EXERCISE DATA:
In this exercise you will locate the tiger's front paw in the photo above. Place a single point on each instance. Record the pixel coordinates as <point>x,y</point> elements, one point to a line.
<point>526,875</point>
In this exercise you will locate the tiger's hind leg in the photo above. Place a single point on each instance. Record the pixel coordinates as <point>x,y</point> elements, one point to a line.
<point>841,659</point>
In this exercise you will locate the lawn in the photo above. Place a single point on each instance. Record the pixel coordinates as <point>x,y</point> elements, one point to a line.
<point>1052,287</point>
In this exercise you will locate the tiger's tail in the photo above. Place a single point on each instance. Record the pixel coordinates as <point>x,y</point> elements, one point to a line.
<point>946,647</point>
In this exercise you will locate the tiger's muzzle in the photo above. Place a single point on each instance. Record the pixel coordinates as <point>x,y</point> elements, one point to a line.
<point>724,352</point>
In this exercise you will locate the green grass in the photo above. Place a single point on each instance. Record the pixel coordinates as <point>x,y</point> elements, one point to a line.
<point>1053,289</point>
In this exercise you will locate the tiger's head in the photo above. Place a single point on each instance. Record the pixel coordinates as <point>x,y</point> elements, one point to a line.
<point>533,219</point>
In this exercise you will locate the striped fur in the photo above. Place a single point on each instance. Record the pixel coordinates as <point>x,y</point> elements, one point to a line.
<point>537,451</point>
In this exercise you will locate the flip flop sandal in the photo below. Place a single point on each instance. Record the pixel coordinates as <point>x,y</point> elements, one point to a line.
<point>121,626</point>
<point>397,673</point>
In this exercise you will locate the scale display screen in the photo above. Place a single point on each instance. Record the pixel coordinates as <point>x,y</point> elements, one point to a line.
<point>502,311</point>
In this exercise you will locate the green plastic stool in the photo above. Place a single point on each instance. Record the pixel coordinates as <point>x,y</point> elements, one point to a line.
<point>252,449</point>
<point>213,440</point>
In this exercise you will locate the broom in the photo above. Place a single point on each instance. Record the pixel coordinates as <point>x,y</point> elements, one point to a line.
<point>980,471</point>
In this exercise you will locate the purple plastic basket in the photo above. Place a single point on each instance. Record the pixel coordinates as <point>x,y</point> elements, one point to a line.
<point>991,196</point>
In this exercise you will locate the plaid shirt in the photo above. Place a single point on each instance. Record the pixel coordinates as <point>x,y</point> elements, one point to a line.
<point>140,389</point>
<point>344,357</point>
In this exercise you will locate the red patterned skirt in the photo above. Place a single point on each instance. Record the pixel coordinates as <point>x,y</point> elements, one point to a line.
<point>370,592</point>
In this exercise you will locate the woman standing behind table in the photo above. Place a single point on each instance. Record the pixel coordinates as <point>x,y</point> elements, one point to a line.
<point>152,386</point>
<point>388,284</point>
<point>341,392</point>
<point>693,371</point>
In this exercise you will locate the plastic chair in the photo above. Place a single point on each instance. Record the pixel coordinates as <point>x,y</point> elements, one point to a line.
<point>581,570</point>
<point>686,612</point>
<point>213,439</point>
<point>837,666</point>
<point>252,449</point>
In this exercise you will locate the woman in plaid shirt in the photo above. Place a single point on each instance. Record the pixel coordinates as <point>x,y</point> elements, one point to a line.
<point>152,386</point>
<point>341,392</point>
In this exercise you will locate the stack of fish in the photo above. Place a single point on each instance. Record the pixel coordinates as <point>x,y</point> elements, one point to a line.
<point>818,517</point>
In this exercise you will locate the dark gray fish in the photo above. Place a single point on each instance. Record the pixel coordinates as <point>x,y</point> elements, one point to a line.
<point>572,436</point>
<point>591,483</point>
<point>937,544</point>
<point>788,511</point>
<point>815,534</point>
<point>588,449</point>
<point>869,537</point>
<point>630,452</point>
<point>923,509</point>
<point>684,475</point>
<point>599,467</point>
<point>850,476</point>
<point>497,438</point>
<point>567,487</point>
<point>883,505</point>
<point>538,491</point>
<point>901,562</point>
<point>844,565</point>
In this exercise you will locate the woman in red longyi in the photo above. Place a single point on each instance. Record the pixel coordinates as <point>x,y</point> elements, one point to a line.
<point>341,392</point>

ASSIGNMENT: Each entry needs to be copied out exactly.

EXERCISE OUTPUT:
In this exercise you will locate the tiger's front paw in the photo above. Place a single point on each instance. Record the pixel coordinates as <point>x,y</point> elements, one point to a line.
<point>526,875</point>
In this exercise you will locate the tiger's hind leg in the photo above. Place a single point on each instance. Record the pixel coordinates as <point>x,y</point> elements, one point to a line.
<point>841,659</point>
In this exercise you will locate the lawn in the photo above. Place a single point on each instance. Record the pixel coordinates as <point>x,y</point> elements, one point to a line.
<point>1052,287</point>
In this exercise you will locate the tiger's tail in the photo above. Place a single point on each instance. Record the pixel coordinates as <point>x,y</point> elements, one point to a line.
<point>946,647</point>
In this exercise you will locate the tiger's muzzle in the photo above. Place a single point on each instance. Record the pixel coordinates as <point>x,y</point> elements, one point to a line.
<point>724,352</point>
In this exercise you will locate the green grass in the photo above. Place a single point on each instance. Record the pixel coordinates as <point>x,y</point> elements, one point to a line.
<point>1053,289</point>
In this exercise you will locate the tiger's head in the photo above. Place a single point on each instance. Record the pixel coordinates as <point>x,y</point> elements, one point to a line.
<point>533,219</point>
In this exercise you will locate the striped fur in the photo above. Place a single point on each instance. Record the pixel coordinates as <point>x,y</point> elements, one point to a line.
<point>537,451</point>
In this exercise you will locate the flip flop sandal in the photo below. Place a single point on each instance. Record the pixel coordinates as <point>x,y</point> elements, one point to a line.
<point>121,626</point>
<point>397,673</point>
In this exercise you will locate the scale display screen in the photo above. Place a single point on each instance. Record the pixel coordinates as <point>x,y</point> elements, one point to a line.
<point>502,311</point>
In this exercise you will locate the green plastic stool in the photo above. Place a single point on each instance. Record the pixel coordinates as <point>x,y</point> elements, one point to a line.
<point>252,449</point>
<point>213,440</point>
In this exercise you will locate the broom in the photo above. Place a single point on each instance. Record the pixel coordinates as <point>x,y</point> elements, one point to a line.
<point>980,471</point>
In this exercise you will locate the purple plastic basket in the photo above. Place a single point on each instance. Record the pixel coordinates as <point>x,y</point> elements, one point to a line.
<point>991,196</point>
In this exercise you will locate the plaid shirt in the photo above. Place a single point on each instance. Record the pixel coordinates as <point>x,y</point> elements, one point to a line.
<point>140,389</point>
<point>344,357</point>
In this exercise you will locate the red patterned skirt in the photo above. Place a single point on each instance. Record the pixel coordinates as <point>x,y</point> elements, one point to a line.
<point>370,592</point>
In this exercise you will locate the woman standing behind table in the photo above. Place a single point on each instance. Record the pixel coordinates as <point>x,y</point> elements, one point to a line.
<point>152,386</point>
<point>388,284</point>
<point>341,392</point>
<point>693,371</point>
In this exercise you will locate the plastic chair in the photo above. Place a single point on each instance. Record the pixel coordinates as <point>x,y</point> elements, one point to a line.
<point>581,570</point>
<point>686,612</point>
<point>213,439</point>
<point>837,666</point>
<point>252,449</point>
In this exercise you will locate the woman in plaid shirt in the photo above. Place a single point on each instance. Record the pixel coordinates as <point>x,y</point> elements, one point to a line.
<point>152,386</point>
<point>341,392</point>
In this exercise you will locate the stack of fish in the photo above. Place a single point on each instance. Record the pixel coordinates as <point>x,y</point> elements, one point to a line.
<point>818,517</point>
In this exercise you will locate the dark gray fish in the photo above. Place a single point on each instance. Record the pixel coordinates as <point>x,y</point> elements, one point to a line.
<point>572,436</point>
<point>591,483</point>
<point>937,544</point>
<point>788,511</point>
<point>815,534</point>
<point>588,449</point>
<point>869,537</point>
<point>630,452</point>
<point>923,509</point>
<point>684,475</point>
<point>599,467</point>
<point>850,476</point>
<point>497,438</point>
<point>567,487</point>
<point>883,505</point>
<point>538,491</point>
<point>901,562</point>
<point>844,565</point>
In this exercise you will locate the woman in red longyi in the photo above. Place a single point on each instance. Record the pixel coordinates as <point>x,y</point> elements, one point to a line.
<point>341,392</point>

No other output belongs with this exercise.